GIVEN PROBLEM A. Can you print the passage of the blog post on revolutionary art that begins with the words containing "We find a kind" and ends with "become household items.", copied word for word?

--- begin DOCUMENT TEXT ---

Blogpost 1: Carol Bales
Revolutionary art
The mid-late 19th century was a time of cataclysmic social upheaval in Europe. The Industrial Revolution had displaced millions of agricultural workers, revolutionary thinkers like Marx, Freud and Darwin established new schools of thought that influenced thinking into the next century. The social unrest that culminated in the first World War was brewing, and in the zeitgeist was a vigorous desire to break from the constraints of the past. In the arts, public exhibitions could cause scandals and riots, and Impressionism kicked off a series of explosions in the art world that eventually redefined subject matter, technique, visual perception of art, the relationship between artist, the public and the art work, and the act of art-making itself.
We find a kind of euphoric if bombastic energy in the writings of Wagner, the Futurists and Bauhaus movements. Their writings articulated clear intention of breaking from the past and defined new approaches to art making that went on to influence mid-late 20th century art practices.[1] Perhaps less passionate, but no less lofty, Vannevar Bush’s 1945 vision statement, “As We May Think”, acted as a sort of manifesto for engineers inspired by the desire to enhance human innovation and provide democratic, self-directed access to information. Within 50 years of publication of “As We May Think”, personal computers and the Internet were invented and had become household items.

--- end DOCUMENT TEXT ---

GIVEN PROBLEM B. Would you reproduce the records from the line containing "Object to locate: the white step-and-repeat" through the line containing "[234,270,278,357]", swapping "blazer" for "jacket" and leaving all else unchanged? Give only those lines.

--- begin INPUT ---

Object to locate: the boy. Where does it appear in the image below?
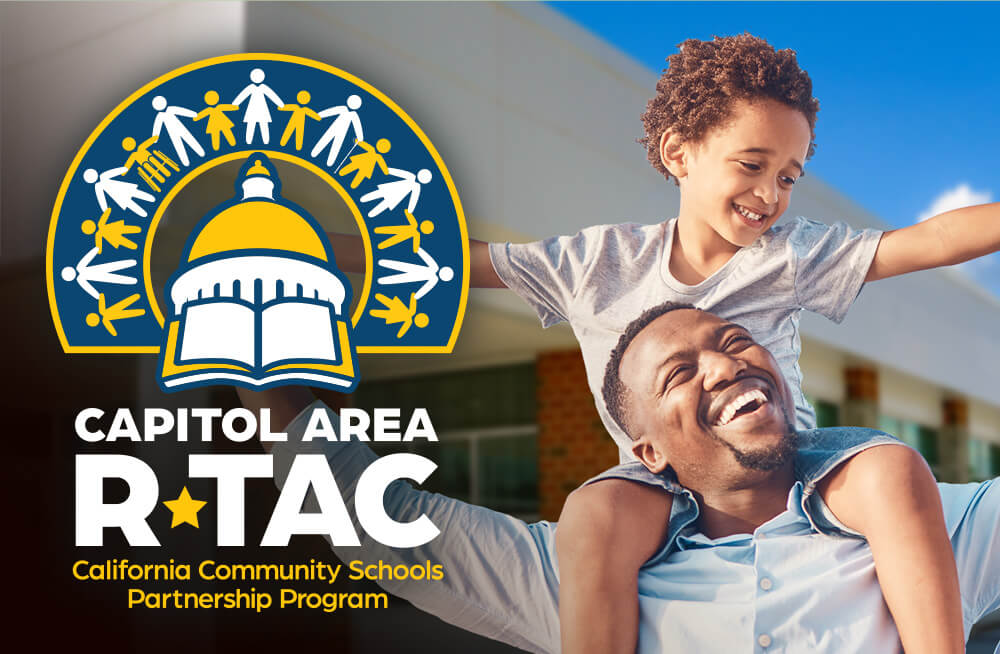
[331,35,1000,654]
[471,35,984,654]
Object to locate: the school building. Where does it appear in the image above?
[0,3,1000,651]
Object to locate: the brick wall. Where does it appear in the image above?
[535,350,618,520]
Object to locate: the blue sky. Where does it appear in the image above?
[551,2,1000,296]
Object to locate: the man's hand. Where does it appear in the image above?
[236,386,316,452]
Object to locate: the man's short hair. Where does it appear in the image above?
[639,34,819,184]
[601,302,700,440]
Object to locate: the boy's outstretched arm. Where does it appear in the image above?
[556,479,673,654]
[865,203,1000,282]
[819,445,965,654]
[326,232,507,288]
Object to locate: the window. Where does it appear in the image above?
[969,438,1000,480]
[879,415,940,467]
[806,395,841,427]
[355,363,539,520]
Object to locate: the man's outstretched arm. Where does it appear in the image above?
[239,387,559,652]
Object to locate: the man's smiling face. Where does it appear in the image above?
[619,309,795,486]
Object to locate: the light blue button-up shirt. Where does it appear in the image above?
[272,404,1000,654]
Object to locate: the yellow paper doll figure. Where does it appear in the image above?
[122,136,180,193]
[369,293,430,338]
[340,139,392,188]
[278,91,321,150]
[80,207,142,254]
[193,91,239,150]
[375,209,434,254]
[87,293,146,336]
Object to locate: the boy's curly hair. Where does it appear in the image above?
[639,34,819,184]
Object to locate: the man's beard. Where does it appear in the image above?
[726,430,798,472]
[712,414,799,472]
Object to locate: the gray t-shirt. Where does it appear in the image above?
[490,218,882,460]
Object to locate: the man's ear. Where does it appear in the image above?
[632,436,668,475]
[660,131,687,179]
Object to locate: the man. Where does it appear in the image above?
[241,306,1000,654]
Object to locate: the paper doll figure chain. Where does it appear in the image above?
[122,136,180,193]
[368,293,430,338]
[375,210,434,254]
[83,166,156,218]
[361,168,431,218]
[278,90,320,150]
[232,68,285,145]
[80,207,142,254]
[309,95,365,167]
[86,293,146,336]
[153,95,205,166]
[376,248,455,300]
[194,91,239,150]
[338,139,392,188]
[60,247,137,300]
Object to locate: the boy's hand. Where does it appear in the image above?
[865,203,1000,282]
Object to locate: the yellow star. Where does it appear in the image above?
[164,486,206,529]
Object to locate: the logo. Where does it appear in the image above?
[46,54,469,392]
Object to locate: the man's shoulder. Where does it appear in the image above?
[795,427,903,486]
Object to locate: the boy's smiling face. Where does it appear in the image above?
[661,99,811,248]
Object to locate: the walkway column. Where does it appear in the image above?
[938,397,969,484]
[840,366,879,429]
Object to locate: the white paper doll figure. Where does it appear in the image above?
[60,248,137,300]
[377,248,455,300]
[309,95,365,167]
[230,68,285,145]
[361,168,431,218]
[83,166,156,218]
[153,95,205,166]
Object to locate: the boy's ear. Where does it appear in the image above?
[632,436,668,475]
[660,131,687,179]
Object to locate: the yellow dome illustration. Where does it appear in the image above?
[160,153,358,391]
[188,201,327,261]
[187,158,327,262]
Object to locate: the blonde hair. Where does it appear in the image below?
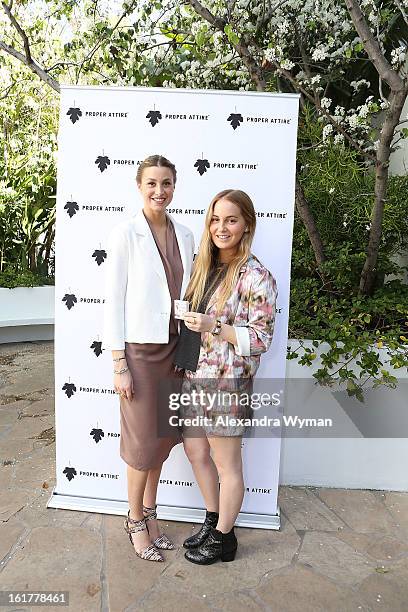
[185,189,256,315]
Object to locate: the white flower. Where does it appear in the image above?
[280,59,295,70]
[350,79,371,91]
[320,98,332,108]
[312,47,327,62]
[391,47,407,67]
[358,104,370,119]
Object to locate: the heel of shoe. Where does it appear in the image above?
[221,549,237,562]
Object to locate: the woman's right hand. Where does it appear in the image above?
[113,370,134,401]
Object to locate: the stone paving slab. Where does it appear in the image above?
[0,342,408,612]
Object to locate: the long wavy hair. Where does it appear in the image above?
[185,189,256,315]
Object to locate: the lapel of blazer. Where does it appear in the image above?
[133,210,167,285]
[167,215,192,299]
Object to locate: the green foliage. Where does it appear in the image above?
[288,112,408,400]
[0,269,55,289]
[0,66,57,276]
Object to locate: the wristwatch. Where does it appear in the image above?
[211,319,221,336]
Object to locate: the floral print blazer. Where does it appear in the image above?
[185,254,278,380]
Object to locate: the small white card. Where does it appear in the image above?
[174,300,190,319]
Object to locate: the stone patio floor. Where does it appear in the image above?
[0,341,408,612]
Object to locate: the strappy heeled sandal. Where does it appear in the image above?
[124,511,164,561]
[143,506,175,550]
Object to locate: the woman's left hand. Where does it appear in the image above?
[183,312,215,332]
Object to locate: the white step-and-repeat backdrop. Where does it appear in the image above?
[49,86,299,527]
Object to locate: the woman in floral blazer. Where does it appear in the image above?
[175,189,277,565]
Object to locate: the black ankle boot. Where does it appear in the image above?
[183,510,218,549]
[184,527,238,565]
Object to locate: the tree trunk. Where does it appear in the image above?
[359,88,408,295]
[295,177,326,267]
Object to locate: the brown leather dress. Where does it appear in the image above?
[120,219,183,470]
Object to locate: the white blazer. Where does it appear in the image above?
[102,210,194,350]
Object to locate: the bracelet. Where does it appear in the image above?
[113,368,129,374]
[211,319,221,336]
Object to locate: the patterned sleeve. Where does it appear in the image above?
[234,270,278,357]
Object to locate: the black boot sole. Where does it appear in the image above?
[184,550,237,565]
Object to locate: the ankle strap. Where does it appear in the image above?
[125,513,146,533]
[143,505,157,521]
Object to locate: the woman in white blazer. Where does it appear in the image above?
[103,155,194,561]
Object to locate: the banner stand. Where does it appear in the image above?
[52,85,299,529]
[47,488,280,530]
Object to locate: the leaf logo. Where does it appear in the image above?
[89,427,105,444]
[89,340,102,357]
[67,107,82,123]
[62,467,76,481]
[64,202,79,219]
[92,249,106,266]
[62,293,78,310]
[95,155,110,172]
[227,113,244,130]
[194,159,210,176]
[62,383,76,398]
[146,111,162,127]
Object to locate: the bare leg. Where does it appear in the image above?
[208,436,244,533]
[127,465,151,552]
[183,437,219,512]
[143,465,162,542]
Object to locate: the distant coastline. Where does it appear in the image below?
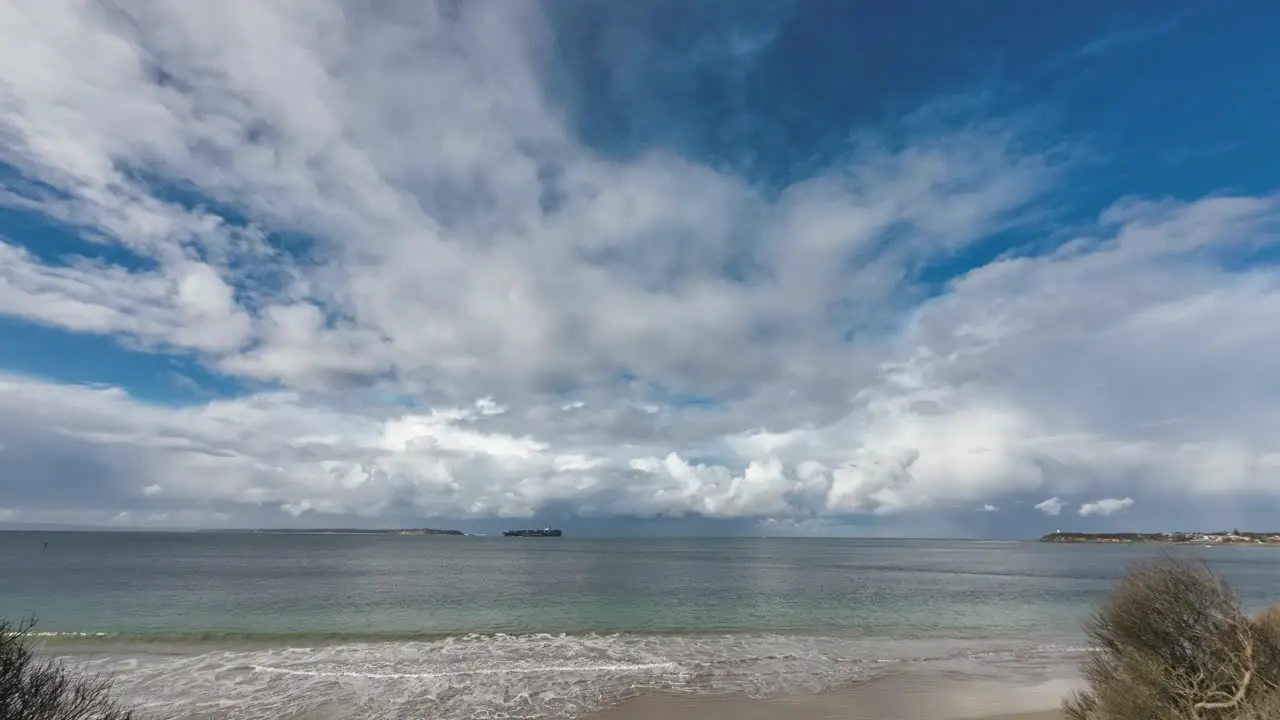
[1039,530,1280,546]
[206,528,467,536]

--- end INPUT ---

CORRECT ANSWER A.
We find a kind of euphoric if bombastic energy in the writings of Wagner, the Futurists and Bauhaus movements. Their writings articulated clear intention of breaking from the past and defined new approaches to art making that went on to influence mid-late 20th century art practices.[1] Perhaps less passionate, but no less lofty, Vannevar Bush’s 1945 vision statement, “As We May Think”, acted as a sort of manifesto for engineers inspired by the desire to enhance human innovation and provide democratic, self-directed access to information. Within 50 years of publication of “As We May Think”, personal computers and the Internet were invented and had become household items.

CORRECT ANSWER B.
Object to locate: the white step-and-repeat backdrop. Where does it appear in the image above?
[49,86,299,527]
Object to locate: the woman in floral jacket. Where does it appear in the image above?
[175,189,277,565]
Object to locate: the black ankle boot. Where does it appear in the image above?
[183,510,218,549]
[184,527,238,565]
Object to locate: the tree trunk. Where does it appear in the image above?
[359,88,408,295]
[295,177,326,267]
Object to locate: the brown leather dress. Where does it appear in the image above?
[120,219,183,470]
Object to locate: the white jacket. Where does it appear in the image above?
[102,210,194,350]
Object to locate: the bracelet. Where does it appear in the image above?
[113,368,129,374]
[211,319,221,336]
Object to locate: the patterned sleeve. Where does it appear in the image above?
[234,270,278,357]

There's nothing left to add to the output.